## What you have to do:
Retype all material exactly. Pictures stay out of the copy.

## Given records:

-- start --

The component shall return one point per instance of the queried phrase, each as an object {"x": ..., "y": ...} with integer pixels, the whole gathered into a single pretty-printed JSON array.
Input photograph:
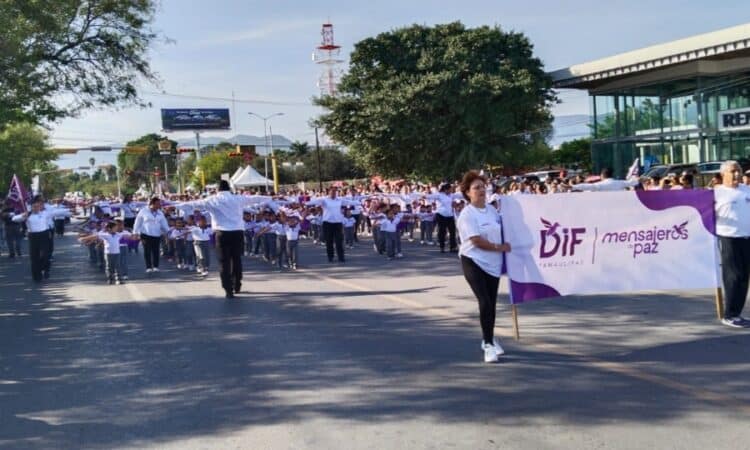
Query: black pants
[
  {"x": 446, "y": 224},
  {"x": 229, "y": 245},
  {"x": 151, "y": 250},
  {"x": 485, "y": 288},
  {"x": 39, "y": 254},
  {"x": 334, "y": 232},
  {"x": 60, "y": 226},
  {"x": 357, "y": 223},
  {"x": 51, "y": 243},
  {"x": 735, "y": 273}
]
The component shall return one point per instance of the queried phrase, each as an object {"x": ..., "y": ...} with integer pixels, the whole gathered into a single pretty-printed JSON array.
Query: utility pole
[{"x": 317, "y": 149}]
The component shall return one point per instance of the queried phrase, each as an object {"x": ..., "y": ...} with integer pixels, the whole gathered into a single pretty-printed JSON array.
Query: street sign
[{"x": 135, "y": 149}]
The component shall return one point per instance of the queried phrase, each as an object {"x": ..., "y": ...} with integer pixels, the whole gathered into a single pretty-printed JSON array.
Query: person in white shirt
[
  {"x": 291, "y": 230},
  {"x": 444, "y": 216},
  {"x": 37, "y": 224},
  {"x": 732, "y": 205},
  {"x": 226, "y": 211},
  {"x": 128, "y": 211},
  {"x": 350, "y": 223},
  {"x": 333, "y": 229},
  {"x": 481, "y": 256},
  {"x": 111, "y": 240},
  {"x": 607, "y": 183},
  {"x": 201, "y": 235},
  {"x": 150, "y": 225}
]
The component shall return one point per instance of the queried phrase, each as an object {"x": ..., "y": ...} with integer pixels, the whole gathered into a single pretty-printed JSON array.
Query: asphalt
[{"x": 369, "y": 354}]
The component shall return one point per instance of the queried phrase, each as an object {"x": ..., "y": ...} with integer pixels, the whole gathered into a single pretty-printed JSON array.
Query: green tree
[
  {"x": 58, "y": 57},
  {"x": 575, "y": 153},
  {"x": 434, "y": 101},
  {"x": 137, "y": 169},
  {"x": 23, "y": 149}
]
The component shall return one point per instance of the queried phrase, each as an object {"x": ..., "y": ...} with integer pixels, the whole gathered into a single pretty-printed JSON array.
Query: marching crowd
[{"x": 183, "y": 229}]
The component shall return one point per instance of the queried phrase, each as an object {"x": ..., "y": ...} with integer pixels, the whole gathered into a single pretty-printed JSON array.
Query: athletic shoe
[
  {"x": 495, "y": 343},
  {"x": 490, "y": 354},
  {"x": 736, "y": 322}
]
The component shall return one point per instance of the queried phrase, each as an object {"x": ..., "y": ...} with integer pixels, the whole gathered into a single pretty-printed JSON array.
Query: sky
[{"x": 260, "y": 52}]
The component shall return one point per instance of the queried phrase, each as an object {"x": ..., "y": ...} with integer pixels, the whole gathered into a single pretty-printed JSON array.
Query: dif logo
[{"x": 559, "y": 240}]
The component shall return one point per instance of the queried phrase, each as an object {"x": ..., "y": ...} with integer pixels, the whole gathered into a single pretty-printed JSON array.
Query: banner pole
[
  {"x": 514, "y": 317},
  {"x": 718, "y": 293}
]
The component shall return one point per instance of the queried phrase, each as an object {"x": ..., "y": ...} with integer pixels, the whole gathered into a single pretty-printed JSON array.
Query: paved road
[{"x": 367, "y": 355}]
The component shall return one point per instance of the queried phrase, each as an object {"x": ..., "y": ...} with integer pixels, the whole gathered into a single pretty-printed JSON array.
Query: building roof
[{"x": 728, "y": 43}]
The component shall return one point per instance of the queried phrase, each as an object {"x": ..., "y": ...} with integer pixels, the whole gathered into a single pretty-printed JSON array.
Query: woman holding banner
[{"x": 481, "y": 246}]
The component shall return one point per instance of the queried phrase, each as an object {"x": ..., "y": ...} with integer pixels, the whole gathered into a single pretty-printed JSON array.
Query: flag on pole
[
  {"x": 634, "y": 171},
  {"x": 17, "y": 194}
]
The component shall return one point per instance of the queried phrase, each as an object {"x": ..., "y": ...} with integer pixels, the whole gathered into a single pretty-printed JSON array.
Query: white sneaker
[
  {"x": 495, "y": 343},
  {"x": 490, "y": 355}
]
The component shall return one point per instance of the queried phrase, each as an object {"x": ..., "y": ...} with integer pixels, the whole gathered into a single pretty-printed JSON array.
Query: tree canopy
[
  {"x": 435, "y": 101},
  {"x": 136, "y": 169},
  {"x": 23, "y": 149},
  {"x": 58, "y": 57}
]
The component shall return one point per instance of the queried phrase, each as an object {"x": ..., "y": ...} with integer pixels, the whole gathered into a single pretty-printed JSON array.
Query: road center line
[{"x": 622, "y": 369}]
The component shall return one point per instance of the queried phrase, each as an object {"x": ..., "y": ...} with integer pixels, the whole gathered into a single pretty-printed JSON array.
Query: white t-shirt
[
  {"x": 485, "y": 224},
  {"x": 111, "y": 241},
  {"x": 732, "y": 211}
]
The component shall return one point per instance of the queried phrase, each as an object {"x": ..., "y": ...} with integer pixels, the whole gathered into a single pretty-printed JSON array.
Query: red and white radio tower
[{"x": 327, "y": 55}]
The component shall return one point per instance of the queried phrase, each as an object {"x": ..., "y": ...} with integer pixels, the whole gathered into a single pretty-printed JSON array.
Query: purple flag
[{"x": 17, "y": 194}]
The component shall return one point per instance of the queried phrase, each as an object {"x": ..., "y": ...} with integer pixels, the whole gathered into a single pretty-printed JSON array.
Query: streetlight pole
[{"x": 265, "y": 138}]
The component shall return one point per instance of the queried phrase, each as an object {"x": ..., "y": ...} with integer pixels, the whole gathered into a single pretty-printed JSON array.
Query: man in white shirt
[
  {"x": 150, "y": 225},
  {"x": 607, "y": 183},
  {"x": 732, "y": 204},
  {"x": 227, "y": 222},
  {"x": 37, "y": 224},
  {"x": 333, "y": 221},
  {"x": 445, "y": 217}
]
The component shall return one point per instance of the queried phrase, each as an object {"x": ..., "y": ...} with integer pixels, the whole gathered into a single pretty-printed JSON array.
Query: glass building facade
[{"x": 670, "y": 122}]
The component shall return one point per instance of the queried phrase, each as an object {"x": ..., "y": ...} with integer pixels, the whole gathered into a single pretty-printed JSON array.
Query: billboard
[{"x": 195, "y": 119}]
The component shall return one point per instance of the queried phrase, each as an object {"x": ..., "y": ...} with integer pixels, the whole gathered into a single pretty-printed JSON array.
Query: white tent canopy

-- end --

## Reply:
The component shall return one point per instance of the queried phrase, each as an object {"x": ..., "y": ...} with integer pixels, the whole gathered into a single pretty-printed JSON array.
Input photograph:
Query: black pants
[
  {"x": 446, "y": 224},
  {"x": 229, "y": 245},
  {"x": 151, "y": 250},
  {"x": 485, "y": 288},
  {"x": 39, "y": 254},
  {"x": 334, "y": 232},
  {"x": 60, "y": 226},
  {"x": 357, "y": 223},
  {"x": 51, "y": 243},
  {"x": 735, "y": 273}
]
The component shall return one point per instance of the queried phrase, each as an object {"x": ..., "y": ...} with integer pixels, the whole gathered into a single pretty-printed JSON array.
Query: utility pole
[{"x": 317, "y": 149}]
The component shall return one point per instance of the queried phrase, each as an object {"x": ..., "y": ...} with integer pixels, the whole gathered into a single pretty-printed JSON array.
Query: street sign
[{"x": 135, "y": 149}]
The component shall return one point per instance of the queried phrase, each as an object {"x": ..., "y": ...} with integer pixels, the whole gathered into a single pretty-printed JSON array.
Query: person in white shirt
[
  {"x": 291, "y": 230},
  {"x": 444, "y": 216},
  {"x": 37, "y": 224},
  {"x": 732, "y": 205},
  {"x": 226, "y": 211},
  {"x": 128, "y": 211},
  {"x": 350, "y": 223},
  {"x": 333, "y": 229},
  {"x": 481, "y": 256},
  {"x": 111, "y": 240},
  {"x": 607, "y": 183},
  {"x": 201, "y": 235},
  {"x": 150, "y": 225}
]
The component shall return one point per instance of the queried phrase, each as an object {"x": ..., "y": ...} with integer pixels, the whole gathered into a single pretty-printed JSON array.
Query: asphalt
[{"x": 369, "y": 354}]
The component shall return one point per instance of the queried phrase, each as an object {"x": ..., "y": ...} with integer pixels, the whole gathered into a single pretty-printed JSON array.
Query: green tree
[
  {"x": 58, "y": 57},
  {"x": 575, "y": 153},
  {"x": 434, "y": 101},
  {"x": 137, "y": 169},
  {"x": 23, "y": 149}
]
The component shall return one point per instance of the queried phrase, each as an object {"x": ..., "y": ...} with integer pixels, the whole gathered into a single pretty-printed JSON array.
Query: marching crowd
[{"x": 183, "y": 229}]
The component shall return one point per instance of the queried phrase, each as an object {"x": ..., "y": ...} with integer pixels, the whole gathered into a single pretty-printed JSON array.
Query: athletic shoe
[
  {"x": 495, "y": 343},
  {"x": 490, "y": 354},
  {"x": 736, "y": 322}
]
The component shall return one point per instance of the queried phrase, each as an object {"x": ..., "y": ...} with integer pixels, the whole gathered into a single pretty-printed JSON array.
Query: sky
[{"x": 260, "y": 52}]
The component shall return one point per instance of the queried phrase, each as an object {"x": ..., "y": ...} with integer pixels, the whole gathered into a single pretty-printed JSON array.
Query: dif logo
[{"x": 559, "y": 240}]
The component shall return one point per instance of the queried phrase, each as an object {"x": ..., "y": ...} with integer pixels, the whole gathered into a single pretty-printed JSON array.
Query: banner pole
[
  {"x": 514, "y": 317},
  {"x": 718, "y": 293}
]
The component shall return one point per instance of the queried phrase, each as an object {"x": ..., "y": ...} with integer pixels, the whole gathered into a single pretty-printed JSON array.
Query: paved road
[{"x": 367, "y": 355}]
The component shall return one point per instance of the queried phrase, each as an object {"x": ..., "y": ...} with integer pixels, the whole gathered into a single pretty-printed JSON array.
Query: building roof
[{"x": 728, "y": 43}]
The component shall return one point per instance of the queried phrase, each as an object {"x": ..., "y": ...} with integer pixels, the whole gathered into a single pretty-printed JSON array.
Query: woman holding banner
[{"x": 481, "y": 246}]
The component shall return one point per instance of the queried phrase, each as an object {"x": ..., "y": ...} with integer pixels, the whole gathered into a single pretty-printed JSON array.
Query: flag on pole
[
  {"x": 634, "y": 171},
  {"x": 17, "y": 194}
]
The component shall return one point per instance of the queried phrase, each as an object {"x": ..., "y": ...} with integer pixels, the whole gathered into a single pretty-printed JSON array.
Query: white sneaker
[
  {"x": 495, "y": 343},
  {"x": 490, "y": 355}
]
The component shall return one point per instance of the queried phrase, each as an object {"x": ..., "y": ...} with integer pixels, the whole gathered into a single pretty-printed JSON array.
Query: tree canopy
[
  {"x": 435, "y": 101},
  {"x": 136, "y": 169},
  {"x": 23, "y": 149},
  {"x": 58, "y": 57}
]
The component shall return one point per instance of the queried phrase, each as an object {"x": ..., "y": ...} with integer pixels, the whole gathered into a single pretty-printed JSON array.
Query: road center line
[{"x": 622, "y": 369}]
The component shall return one point per instance of the queried phrase, each as an object {"x": ..., "y": ...} with integer pixels, the whole gathered into a single pretty-printed JSON array.
Query: white t-shirt
[
  {"x": 485, "y": 224},
  {"x": 111, "y": 241},
  {"x": 732, "y": 211}
]
The component shall return one point per instance of the queried phrase, each as an object {"x": ..., "y": ...} with integer pixels, the whole gathered into a single pretty-printed JSON array.
Query: red and white radio tower
[{"x": 327, "y": 55}]
The component shall return one point per instance of the queried phrase, each as an object {"x": ..., "y": ...} with integer pixels, the whole gathered into a single pretty-printed JSON array.
Query: purple flag
[{"x": 17, "y": 194}]
The component shall return one point per instance of the queried phrase, each as an object {"x": ..., "y": ...} with integer pixels, the whole gathered into a single pretty-printed JSON array.
Query: streetlight pole
[{"x": 265, "y": 138}]
The component shall return one point per instance of the queried phrase, each as an object {"x": ..., "y": ...} with integer pixels, the whole gathered into a single pretty-printed JSON array.
Query: man in white shirt
[
  {"x": 150, "y": 225},
  {"x": 607, "y": 183},
  {"x": 732, "y": 204},
  {"x": 227, "y": 222},
  {"x": 37, "y": 224},
  {"x": 333, "y": 221},
  {"x": 445, "y": 217}
]
The component shall return one point per instance of the queried phrase, each as an object {"x": ..., "y": ...} with integer pixels, the whole gathered into a single pretty-printed JSON array.
Query: glass building facade
[{"x": 670, "y": 122}]
The component shall return one point per instance of the queried phrase, each as an object {"x": ..., "y": ...} with integer pixels, the whole gathered into a single pretty-printed JSON array.
Query: billboard
[{"x": 195, "y": 119}]
The component shall return one point per instance of the queried phrase, each as an object {"x": ..., "y": ...} with integer pixels, the whole gathered into a single pretty-printed JSON array.
Query: white tent canopy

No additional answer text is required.